[Saved data entries]
[Begin]

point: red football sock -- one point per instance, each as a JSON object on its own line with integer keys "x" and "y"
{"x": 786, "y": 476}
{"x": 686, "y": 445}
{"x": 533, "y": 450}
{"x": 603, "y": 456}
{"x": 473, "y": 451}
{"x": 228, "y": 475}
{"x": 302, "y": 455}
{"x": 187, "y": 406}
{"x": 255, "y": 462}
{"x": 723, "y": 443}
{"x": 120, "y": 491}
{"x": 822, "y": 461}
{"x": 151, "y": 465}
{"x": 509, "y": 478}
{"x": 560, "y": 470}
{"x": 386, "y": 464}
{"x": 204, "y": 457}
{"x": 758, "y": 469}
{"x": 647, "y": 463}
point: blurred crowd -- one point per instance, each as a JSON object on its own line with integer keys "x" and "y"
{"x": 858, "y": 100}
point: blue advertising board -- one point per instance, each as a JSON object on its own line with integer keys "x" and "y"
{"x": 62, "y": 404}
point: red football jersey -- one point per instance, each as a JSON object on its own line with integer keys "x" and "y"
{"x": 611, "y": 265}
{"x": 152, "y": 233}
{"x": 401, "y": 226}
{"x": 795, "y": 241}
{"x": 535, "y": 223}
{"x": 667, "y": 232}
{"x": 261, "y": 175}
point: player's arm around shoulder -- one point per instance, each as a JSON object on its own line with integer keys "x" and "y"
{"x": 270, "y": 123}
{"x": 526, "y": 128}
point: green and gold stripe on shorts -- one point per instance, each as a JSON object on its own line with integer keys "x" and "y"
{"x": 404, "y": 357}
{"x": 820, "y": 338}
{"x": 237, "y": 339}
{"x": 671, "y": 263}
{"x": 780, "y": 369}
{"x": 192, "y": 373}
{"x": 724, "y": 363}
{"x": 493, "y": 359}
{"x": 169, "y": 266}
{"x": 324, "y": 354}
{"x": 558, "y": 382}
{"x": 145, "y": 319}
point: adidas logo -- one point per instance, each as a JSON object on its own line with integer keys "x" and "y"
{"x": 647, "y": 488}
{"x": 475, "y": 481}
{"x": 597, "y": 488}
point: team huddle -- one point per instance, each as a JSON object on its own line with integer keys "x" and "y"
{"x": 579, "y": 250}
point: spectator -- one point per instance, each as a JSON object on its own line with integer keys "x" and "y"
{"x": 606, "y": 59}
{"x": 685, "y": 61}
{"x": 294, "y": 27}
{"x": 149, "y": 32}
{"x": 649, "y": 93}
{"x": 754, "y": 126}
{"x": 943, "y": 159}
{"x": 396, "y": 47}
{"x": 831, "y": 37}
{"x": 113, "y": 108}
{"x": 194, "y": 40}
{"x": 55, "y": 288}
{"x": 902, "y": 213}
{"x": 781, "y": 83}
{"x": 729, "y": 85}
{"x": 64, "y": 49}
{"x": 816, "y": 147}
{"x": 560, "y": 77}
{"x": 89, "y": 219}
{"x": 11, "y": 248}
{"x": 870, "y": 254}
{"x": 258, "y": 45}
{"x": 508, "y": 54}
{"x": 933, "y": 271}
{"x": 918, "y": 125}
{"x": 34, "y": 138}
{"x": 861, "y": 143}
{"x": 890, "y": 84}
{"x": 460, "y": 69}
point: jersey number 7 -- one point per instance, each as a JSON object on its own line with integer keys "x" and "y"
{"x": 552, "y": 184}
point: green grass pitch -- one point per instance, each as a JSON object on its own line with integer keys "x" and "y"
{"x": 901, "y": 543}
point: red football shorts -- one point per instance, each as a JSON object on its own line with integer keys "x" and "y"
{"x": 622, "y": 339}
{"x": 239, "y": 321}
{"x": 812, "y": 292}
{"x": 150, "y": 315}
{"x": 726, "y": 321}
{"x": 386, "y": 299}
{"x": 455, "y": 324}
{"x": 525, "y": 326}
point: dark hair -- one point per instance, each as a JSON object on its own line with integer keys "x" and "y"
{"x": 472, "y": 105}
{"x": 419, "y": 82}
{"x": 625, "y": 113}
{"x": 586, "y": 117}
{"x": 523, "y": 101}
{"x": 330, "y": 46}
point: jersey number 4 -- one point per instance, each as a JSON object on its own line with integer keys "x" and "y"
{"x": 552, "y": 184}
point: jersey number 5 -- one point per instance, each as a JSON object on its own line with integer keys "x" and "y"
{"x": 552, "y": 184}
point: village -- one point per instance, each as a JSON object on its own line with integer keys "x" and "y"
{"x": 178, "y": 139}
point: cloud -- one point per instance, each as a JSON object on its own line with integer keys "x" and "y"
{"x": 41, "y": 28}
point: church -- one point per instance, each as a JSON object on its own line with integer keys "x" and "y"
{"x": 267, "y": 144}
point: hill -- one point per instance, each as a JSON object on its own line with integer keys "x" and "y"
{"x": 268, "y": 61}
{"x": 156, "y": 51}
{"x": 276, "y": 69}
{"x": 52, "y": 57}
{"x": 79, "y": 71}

[End]

Copy out every line of the records above, leaving nothing changed.

### THE COMPLETED TASK
point: red football sock -- one point per instance, each as a JSON object on its own line with integer keys "x" and "y"
{"x": 786, "y": 476}
{"x": 686, "y": 445}
{"x": 533, "y": 450}
{"x": 603, "y": 456}
{"x": 473, "y": 451}
{"x": 228, "y": 475}
{"x": 302, "y": 455}
{"x": 187, "y": 406}
{"x": 255, "y": 462}
{"x": 723, "y": 443}
{"x": 120, "y": 491}
{"x": 822, "y": 461}
{"x": 151, "y": 465}
{"x": 509, "y": 478}
{"x": 560, "y": 470}
{"x": 386, "y": 464}
{"x": 204, "y": 457}
{"x": 758, "y": 469}
{"x": 647, "y": 463}
point: blurred crowd -- one point per instance, each as a JSON object on its own line with integer keys "x" and "y"
{"x": 858, "y": 100}
point: blue advertising board -- one point per instance, each as a JSON object on its own line with integer keys "x" and "y"
{"x": 62, "y": 404}
point: red football jersey -- one point per instance, each as a JSON object on its own line with integer keys "x" and "y"
{"x": 611, "y": 265}
{"x": 152, "y": 233}
{"x": 401, "y": 226}
{"x": 795, "y": 241}
{"x": 535, "y": 223}
{"x": 667, "y": 232}
{"x": 261, "y": 175}
point: player's arm around shoulder -- one point per instance, each as a JSON object on its own line with integer keys "x" and "y"
{"x": 270, "y": 123}
{"x": 526, "y": 128}
point: green and gold stripe on shorts -- one point per instance, each as a JSON object on its own line with integer keys "x" and "y"
{"x": 404, "y": 357}
{"x": 820, "y": 338}
{"x": 237, "y": 339}
{"x": 671, "y": 263}
{"x": 780, "y": 369}
{"x": 192, "y": 373}
{"x": 724, "y": 363}
{"x": 493, "y": 359}
{"x": 169, "y": 266}
{"x": 324, "y": 354}
{"x": 558, "y": 382}
{"x": 145, "y": 319}
point: adidas logo -- one point per instance, each as a JSON object on its own line with integer keys "x" and "y"
{"x": 647, "y": 488}
{"x": 475, "y": 481}
{"x": 597, "y": 488}
point: team huddle -- one point per instance, each as a JSON object on its own line with integer keys "x" and "y"
{"x": 579, "y": 250}
point: spectator -- one point per instance, each as a JSON object on its own line with integer keys "x" and "y"
{"x": 606, "y": 59}
{"x": 685, "y": 61}
{"x": 294, "y": 27}
{"x": 149, "y": 32}
{"x": 649, "y": 93}
{"x": 754, "y": 126}
{"x": 943, "y": 159}
{"x": 396, "y": 47}
{"x": 831, "y": 37}
{"x": 113, "y": 108}
{"x": 194, "y": 40}
{"x": 55, "y": 288}
{"x": 902, "y": 213}
{"x": 781, "y": 83}
{"x": 729, "y": 85}
{"x": 64, "y": 49}
{"x": 816, "y": 147}
{"x": 560, "y": 77}
{"x": 89, "y": 219}
{"x": 11, "y": 248}
{"x": 870, "y": 254}
{"x": 258, "y": 45}
{"x": 508, "y": 54}
{"x": 933, "y": 271}
{"x": 918, "y": 125}
{"x": 34, "y": 138}
{"x": 861, "y": 143}
{"x": 890, "y": 84}
{"x": 460, "y": 69}
point: jersey number 7 -- one point per instance, each as a JSON object on its own line with integer keys "x" and "y"
{"x": 552, "y": 184}
point: green grass pitch -- one point per instance, each as a JSON object on its own line with integer keys "x" and "y"
{"x": 901, "y": 543}
point: red football shorts -- one point per instance, each as a JSON object on its own line with integer keys "x" and "y"
{"x": 622, "y": 339}
{"x": 239, "y": 321}
{"x": 812, "y": 292}
{"x": 150, "y": 315}
{"x": 726, "y": 321}
{"x": 386, "y": 299}
{"x": 455, "y": 324}
{"x": 525, "y": 326}
point: dark hair -- one point per instance, each as a JSON object on its own line with integer keys "x" and "y"
{"x": 472, "y": 105}
{"x": 419, "y": 82}
{"x": 625, "y": 113}
{"x": 586, "y": 117}
{"x": 523, "y": 101}
{"x": 330, "y": 46}
point: jersey number 4 -- one point per instance, each as a JSON object on its own line with integer keys "x" and "y"
{"x": 552, "y": 184}
point: jersey number 5 -- one point per instance, each as a JSON object on its own line with integer keys "x" and "y"
{"x": 552, "y": 184}
point: village -- one point per instance, each as a JSON object on its own line with integer keys "x" and "y"
{"x": 178, "y": 139}
point: cloud -- one point per instance, each as a JSON object on its own line with integer keys "x" and "y"
{"x": 41, "y": 28}
point: church -- one point per instance, each as a JSON object on its own line with integer keys "x" and "y"
{"x": 267, "y": 144}
point: hill -- one point per instance, each as a JSON object on its own line with integer keys "x" and "y"
{"x": 268, "y": 61}
{"x": 156, "y": 51}
{"x": 276, "y": 69}
{"x": 52, "y": 57}
{"x": 79, "y": 71}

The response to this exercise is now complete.